(begin)

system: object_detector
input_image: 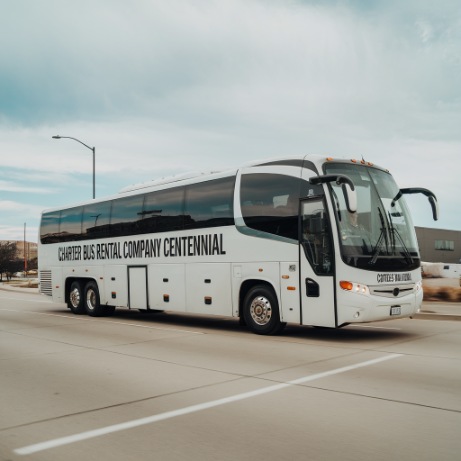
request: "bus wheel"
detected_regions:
[243,285,286,335]
[67,282,85,315]
[85,282,105,317]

(end)

# Exercise aim
Give every line of the items above as a JSON list of strings, one string per line, with blank lines skipped. Leave the pictures out of the answer.

# Exercise answer
[
  "system: object_detector",
  "input_image: ",
  "request: \"bus wheel\"",
  "detected_regions:",
  "[243,285,286,335]",
  "[67,282,85,315]",
  "[85,282,105,317]"
]